→ JOB A: Reproduce the part of the MI350 excerpt below starting at "System and Platform" and ending at "gains across workloads.", word for word.

→ SOURCE EXCERPT:

★ ★ ★ ★ ★

To sustain performance, hardware must deliver:
- Higher memory bandwidth and capacity
- Better energy efficiency
- Scalable multi-GPU clustering for massive AI models
MI350 Series Launch #
The MI350 family is now shipping, with two platform options:
- MI350X → air-cooled
- MI355X → liquid-cooled
Architectural Highlights #
- 185 billion transistors
- Chiplet + 3D stacking design
- 8 compute dies stacked across 2 I/O dies
- Compute dies built on TSMC N3P 3nm
- I/O dies remain on 6nm
- Peak frequency: 2.4 GHz
- Liquid-cooled TDP: 1.4 kW
Infinity Fabric upgraded to IF 4:
- +2 TB/s bandwidth vs IF 3
- Fewer cross-die links → wider, lower-frequency D2D connections → higher efficiency
- 7 IF links per socket
Cache improvements:
- LDS doubled compared to MI300
- Each XCD has 4 MB L2 cache with coherence across dies
Data Formats and Compute Performance #
CDNA 4 introduces:
- New FP6 and FP4 formats
- Nearly 2× throughput for key data types
→ AI math performance is now over 2× faster than competing accelerators.
System and Platform Design #
- Configurable as single NUMA domain or dual NUMA domains
- XCDs can be partitioned into multiple logical GPUs
Connectivity:
- Up to 8 GPUs in a fully connected topology via Infinity Fabric
- PCIe connects GPUs to CPUs and NICs
OAM modules + universal baseboard (UBB):
- Supports 8 GPUs per board
- Air-cooled rack: up to 64 GPUs
- Liquid-cooled rack: up to 96–128 GPUs
Software and Performance #
The ROCm 7 software stack is maturing alongside hardware, improving overall performance.
Inference and training benchmarks show strong gains across workloads.
Roadmap Outlook #
AMD reaffirmed its roadmap:
- MI350 shipping now
- MI400 arriving next year with up to 10× AI performance uplift
Conclusion #
- MI350/CDNA 4 continues the chiplet + 3D stacking strategy
- Bandwidth, cache, and efficiency are significantly improved
- AI data formats expanded (FP6, FP4), nearly doubling math throughput
- Flexible system design: NUMA partitioning and large-scale GPU topologies
- ROCm software keeps pace with hardware gains
- Roadmap remains solid with MI400 on the horizon

★ ★ ★ ★ ★

→ Dataset records on object locations:
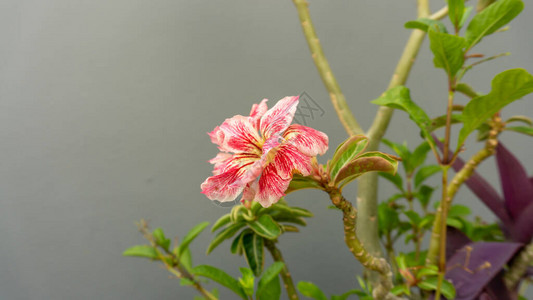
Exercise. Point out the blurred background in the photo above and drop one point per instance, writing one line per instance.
(104, 109)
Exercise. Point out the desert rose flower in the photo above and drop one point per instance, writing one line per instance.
(260, 153)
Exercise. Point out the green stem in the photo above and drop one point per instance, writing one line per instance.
(368, 183)
(519, 267)
(459, 178)
(285, 274)
(337, 97)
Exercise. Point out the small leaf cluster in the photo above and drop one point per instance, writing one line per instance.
(251, 227)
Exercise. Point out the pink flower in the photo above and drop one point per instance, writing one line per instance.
(260, 153)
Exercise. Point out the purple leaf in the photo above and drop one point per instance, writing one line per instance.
(517, 188)
(472, 267)
(455, 240)
(483, 190)
(522, 230)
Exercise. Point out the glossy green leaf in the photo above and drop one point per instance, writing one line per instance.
(400, 98)
(367, 162)
(350, 148)
(424, 24)
(300, 182)
(142, 251)
(160, 238)
(430, 284)
(222, 221)
(223, 235)
(425, 172)
(521, 129)
(268, 287)
(522, 119)
(395, 179)
(507, 87)
(491, 19)
(247, 281)
(191, 235)
(447, 50)
(310, 290)
(186, 259)
(253, 245)
(220, 277)
(456, 9)
(266, 227)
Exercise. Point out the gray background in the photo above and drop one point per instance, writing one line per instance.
(104, 109)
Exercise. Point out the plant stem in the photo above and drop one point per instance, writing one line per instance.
(356, 247)
(175, 266)
(519, 267)
(285, 274)
(368, 183)
(337, 97)
(459, 178)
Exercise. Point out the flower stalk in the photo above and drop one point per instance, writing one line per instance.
(285, 274)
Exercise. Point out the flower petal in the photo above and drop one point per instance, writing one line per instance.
(309, 141)
(237, 134)
(271, 186)
(227, 182)
(279, 117)
(517, 189)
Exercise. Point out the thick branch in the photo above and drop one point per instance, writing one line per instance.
(337, 97)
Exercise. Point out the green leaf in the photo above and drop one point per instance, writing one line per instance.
(419, 155)
(430, 284)
(491, 19)
(253, 245)
(424, 24)
(507, 87)
(395, 179)
(247, 281)
(425, 172)
(141, 251)
(424, 195)
(160, 238)
(310, 290)
(399, 97)
(448, 51)
(191, 235)
(222, 221)
(456, 9)
(223, 235)
(221, 277)
(522, 119)
(268, 287)
(266, 227)
(186, 259)
(459, 210)
(367, 162)
(300, 182)
(350, 148)
(521, 129)
(466, 14)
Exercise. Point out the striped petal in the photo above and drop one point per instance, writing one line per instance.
(278, 118)
(309, 141)
(271, 186)
(258, 110)
(237, 135)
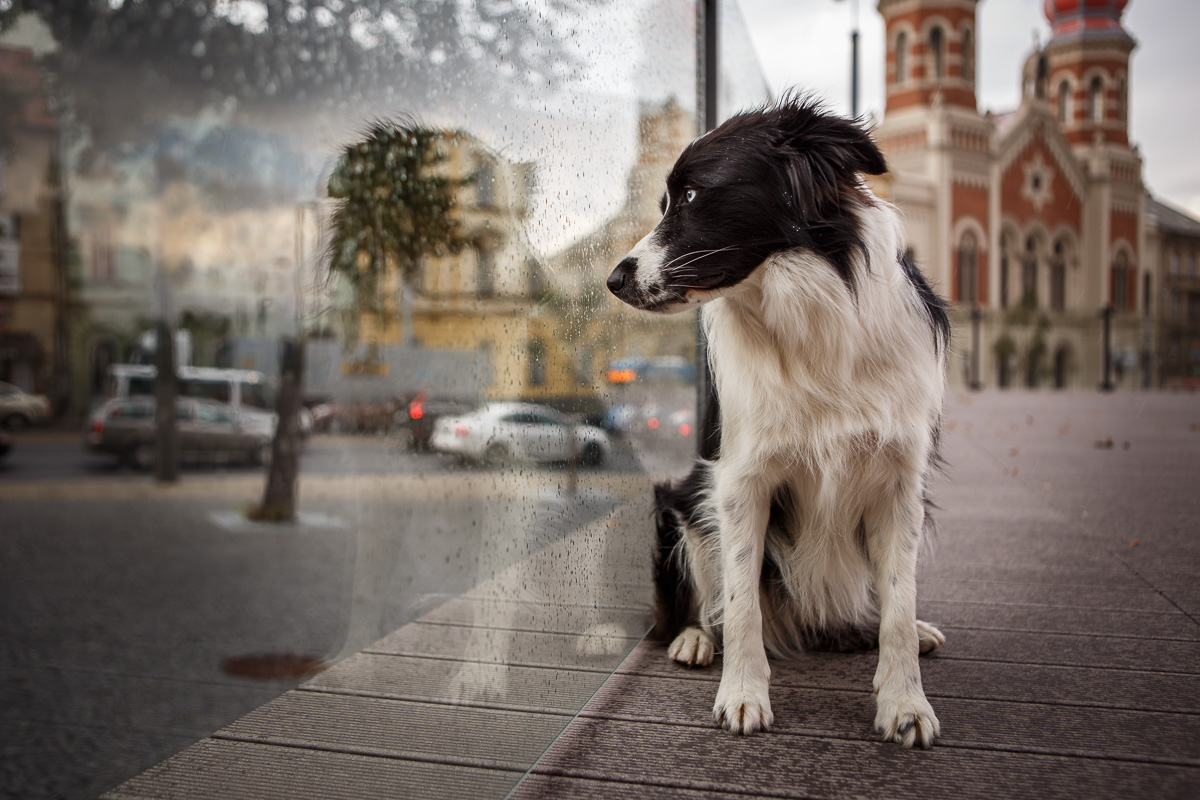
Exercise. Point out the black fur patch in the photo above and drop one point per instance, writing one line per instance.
(935, 307)
(675, 505)
(778, 178)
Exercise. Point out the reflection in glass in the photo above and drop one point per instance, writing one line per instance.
(355, 223)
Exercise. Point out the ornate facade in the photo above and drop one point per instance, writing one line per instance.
(1035, 222)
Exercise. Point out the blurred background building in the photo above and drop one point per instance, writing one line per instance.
(1036, 222)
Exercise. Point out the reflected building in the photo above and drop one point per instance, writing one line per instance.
(480, 306)
(617, 330)
(34, 293)
(1035, 223)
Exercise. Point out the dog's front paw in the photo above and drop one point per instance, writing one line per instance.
(693, 647)
(929, 637)
(743, 709)
(906, 719)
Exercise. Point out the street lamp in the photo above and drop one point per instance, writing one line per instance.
(853, 58)
(1107, 346)
(976, 316)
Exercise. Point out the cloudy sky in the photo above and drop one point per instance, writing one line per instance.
(807, 43)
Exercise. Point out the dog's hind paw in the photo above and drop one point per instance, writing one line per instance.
(929, 637)
(743, 711)
(906, 720)
(693, 647)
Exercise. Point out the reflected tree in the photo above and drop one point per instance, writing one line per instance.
(396, 208)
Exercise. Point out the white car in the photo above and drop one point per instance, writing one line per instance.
(19, 409)
(499, 432)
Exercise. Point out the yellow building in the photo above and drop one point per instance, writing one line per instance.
(487, 298)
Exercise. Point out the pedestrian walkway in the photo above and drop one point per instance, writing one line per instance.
(1065, 577)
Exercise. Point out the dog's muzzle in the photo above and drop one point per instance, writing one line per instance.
(623, 282)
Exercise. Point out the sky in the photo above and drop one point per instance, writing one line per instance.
(807, 43)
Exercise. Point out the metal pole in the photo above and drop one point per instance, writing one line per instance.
(1107, 338)
(707, 408)
(976, 316)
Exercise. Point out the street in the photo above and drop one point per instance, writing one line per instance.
(139, 618)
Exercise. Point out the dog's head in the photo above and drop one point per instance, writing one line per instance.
(773, 179)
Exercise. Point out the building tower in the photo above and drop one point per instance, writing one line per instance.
(1083, 73)
(937, 143)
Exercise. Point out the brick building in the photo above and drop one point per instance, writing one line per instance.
(1035, 223)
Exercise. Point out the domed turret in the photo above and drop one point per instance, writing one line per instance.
(1068, 17)
(1084, 70)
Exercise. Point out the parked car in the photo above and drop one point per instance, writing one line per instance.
(19, 409)
(355, 416)
(415, 421)
(208, 431)
(499, 432)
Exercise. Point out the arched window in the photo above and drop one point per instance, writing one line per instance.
(969, 55)
(1059, 276)
(1030, 274)
(901, 58)
(1096, 100)
(1005, 252)
(1121, 299)
(969, 269)
(937, 52)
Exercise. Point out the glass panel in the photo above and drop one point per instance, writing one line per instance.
(359, 222)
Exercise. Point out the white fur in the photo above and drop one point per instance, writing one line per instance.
(835, 396)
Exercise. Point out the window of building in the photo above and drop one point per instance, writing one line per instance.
(969, 55)
(1030, 274)
(937, 52)
(967, 289)
(1096, 100)
(1059, 276)
(485, 186)
(485, 270)
(1120, 289)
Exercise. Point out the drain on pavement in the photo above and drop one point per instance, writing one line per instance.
(271, 666)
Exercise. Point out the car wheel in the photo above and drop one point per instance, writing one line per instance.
(16, 422)
(142, 456)
(593, 455)
(497, 453)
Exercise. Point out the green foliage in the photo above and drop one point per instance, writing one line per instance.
(396, 203)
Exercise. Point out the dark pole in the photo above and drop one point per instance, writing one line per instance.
(853, 59)
(976, 316)
(853, 71)
(707, 408)
(1107, 382)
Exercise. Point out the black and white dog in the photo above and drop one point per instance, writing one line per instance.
(827, 349)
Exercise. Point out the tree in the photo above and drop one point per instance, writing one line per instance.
(396, 208)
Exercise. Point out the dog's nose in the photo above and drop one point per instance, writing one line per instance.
(616, 281)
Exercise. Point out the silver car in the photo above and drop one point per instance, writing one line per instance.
(19, 409)
(501, 432)
(207, 432)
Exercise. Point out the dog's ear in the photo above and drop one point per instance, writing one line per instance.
(808, 131)
(822, 157)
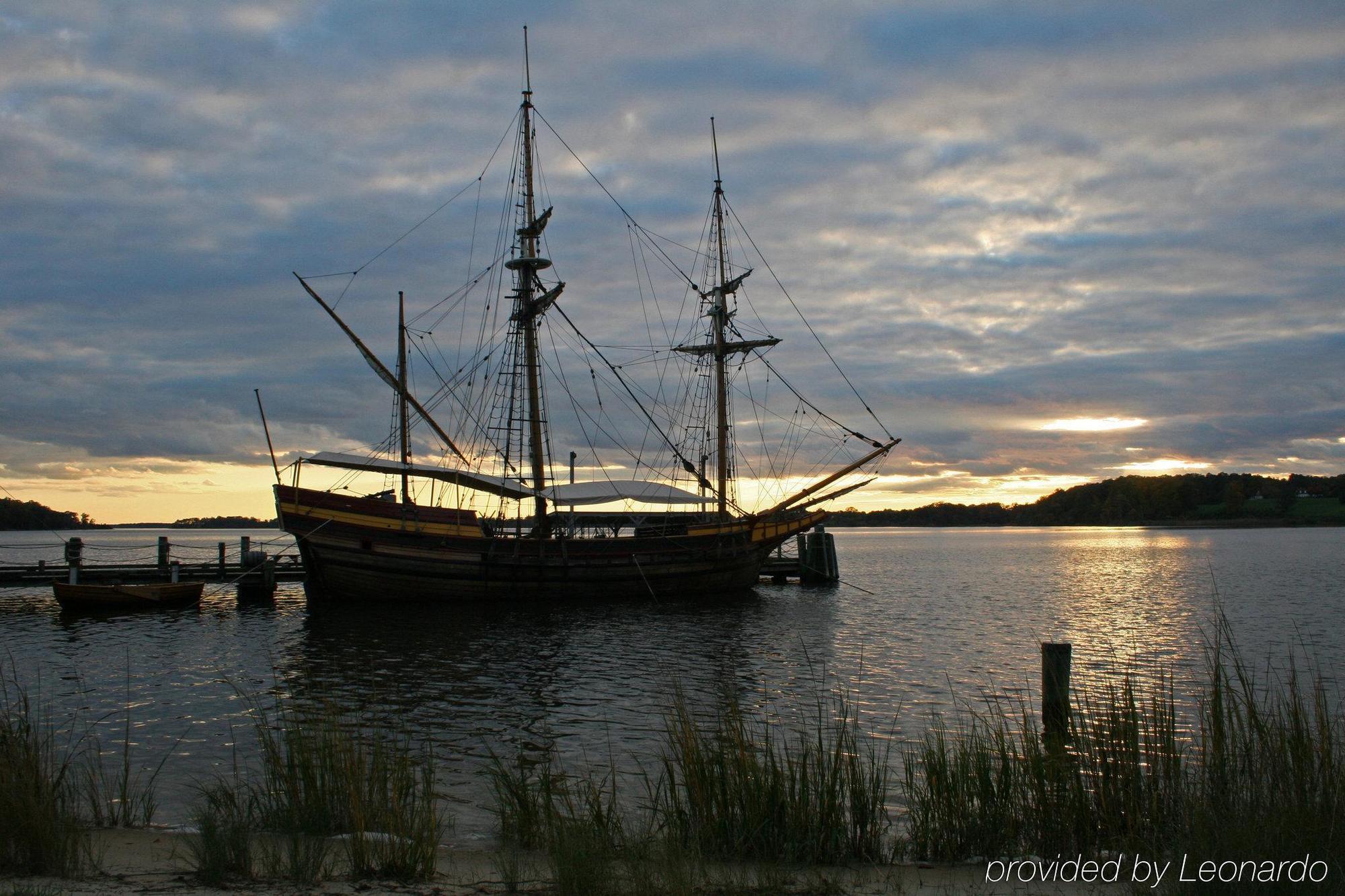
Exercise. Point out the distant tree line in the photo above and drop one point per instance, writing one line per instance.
(1137, 501)
(30, 514)
(225, 522)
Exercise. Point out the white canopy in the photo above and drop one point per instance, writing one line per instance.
(580, 493)
(606, 490)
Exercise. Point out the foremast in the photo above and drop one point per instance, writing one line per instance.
(720, 321)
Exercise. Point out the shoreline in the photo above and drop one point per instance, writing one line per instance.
(143, 860)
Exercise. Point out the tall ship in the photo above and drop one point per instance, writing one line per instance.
(473, 499)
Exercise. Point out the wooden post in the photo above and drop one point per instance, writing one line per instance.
(75, 556)
(818, 557)
(1055, 690)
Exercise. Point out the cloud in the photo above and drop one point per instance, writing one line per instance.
(996, 220)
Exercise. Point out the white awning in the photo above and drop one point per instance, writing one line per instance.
(502, 486)
(606, 490)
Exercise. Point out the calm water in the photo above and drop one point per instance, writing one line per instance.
(956, 615)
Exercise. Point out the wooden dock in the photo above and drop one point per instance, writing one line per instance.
(254, 572)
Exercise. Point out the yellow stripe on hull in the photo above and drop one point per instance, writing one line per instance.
(384, 522)
(762, 529)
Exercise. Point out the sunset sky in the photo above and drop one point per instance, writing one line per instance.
(1052, 243)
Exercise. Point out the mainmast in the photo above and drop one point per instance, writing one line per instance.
(401, 395)
(528, 306)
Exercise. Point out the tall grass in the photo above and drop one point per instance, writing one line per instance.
(40, 822)
(325, 780)
(726, 787)
(739, 788)
(1261, 774)
(574, 819)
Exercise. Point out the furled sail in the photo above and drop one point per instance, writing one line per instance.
(502, 486)
(580, 493)
(606, 490)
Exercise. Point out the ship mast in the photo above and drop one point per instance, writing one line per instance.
(528, 309)
(401, 395)
(720, 319)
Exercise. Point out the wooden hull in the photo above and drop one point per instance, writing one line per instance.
(128, 596)
(369, 553)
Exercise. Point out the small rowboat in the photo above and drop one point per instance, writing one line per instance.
(127, 596)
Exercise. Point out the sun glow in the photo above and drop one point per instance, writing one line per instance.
(1163, 464)
(1096, 424)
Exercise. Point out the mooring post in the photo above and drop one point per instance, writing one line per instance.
(1055, 690)
(75, 556)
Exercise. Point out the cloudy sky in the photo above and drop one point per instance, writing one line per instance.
(1052, 243)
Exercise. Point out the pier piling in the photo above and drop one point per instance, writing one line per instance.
(1055, 690)
(818, 557)
(75, 556)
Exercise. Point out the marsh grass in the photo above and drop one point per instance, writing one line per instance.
(41, 829)
(572, 818)
(726, 788)
(326, 783)
(740, 788)
(1258, 774)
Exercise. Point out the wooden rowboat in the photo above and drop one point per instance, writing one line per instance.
(127, 596)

★ ★ ★ ★ ★

→ JOB B: Write out the lines of the records above word for word, starting at the line that contains "Exercise. Point out the tall grass" and ending at the line that contains "(1258, 774)", both included.

→ CORRECT RESPONSE A:
System and Platform Design #
- Configurable as single NUMA domain or dual NUMA domains
- XCDs can be partitioned into multiple logical GPUs
Connectivity:
- Up to 8 GPUs in a fully connected topology via Infinity Fabric
- PCIe connects GPUs to CPUs and NICs
OAM modules + universal baseboard (UBB):
- Supports 8 GPUs per board
- Air-cooled rack: up to 64 GPUs
- Liquid-cooled rack: up to 96–128 GPUs
Software and Performance #
The ROCm 7 software stack is maturing alongside hardware, improving overall performance.
Inference and training benchmarks show strong gains across workloads.

→ CORRECT RESPONSE B:
Exercise. Point out the tall grass in the photo above and drop one point per instance, writing one line per instance.
(40, 822)
(325, 780)
(726, 787)
(739, 788)
(1261, 774)
(574, 819)
Exercise. Point out the furled sail in the photo above and drop one point per instance, writing one line per instance.
(502, 486)
(580, 493)
(606, 490)
Exercise. Point out the ship mast in the photo above and drop one point per instance, writing one line per instance.
(528, 309)
(401, 395)
(720, 319)
Exercise. Point out the wooden hull in the photo above and drop one point per instance, writing one line per instance.
(128, 596)
(369, 553)
Exercise. Point out the small rowboat in the photo above and drop one point per instance, writing one line per instance.
(127, 596)
Exercise. Point out the sun glow in the photo above and drop one point per instance, writing one line per instance.
(1163, 464)
(1096, 424)
Exercise. Point out the mooring post in the photo above and drop one point per instance, writing one line per instance.
(1055, 690)
(75, 556)
Exercise. Point out the cloudy sky in the photo above and drop one point per instance, writing one line per instance.
(1052, 243)
Exercise. Point out the pier piling in the photo above and drop one point per instance, writing one line per instance.
(1055, 690)
(818, 557)
(75, 556)
Exercise. Point out the marsh grass in the photo above and drop one point per instance, writing one line per instance.
(41, 829)
(572, 818)
(726, 788)
(326, 783)
(740, 788)
(1258, 774)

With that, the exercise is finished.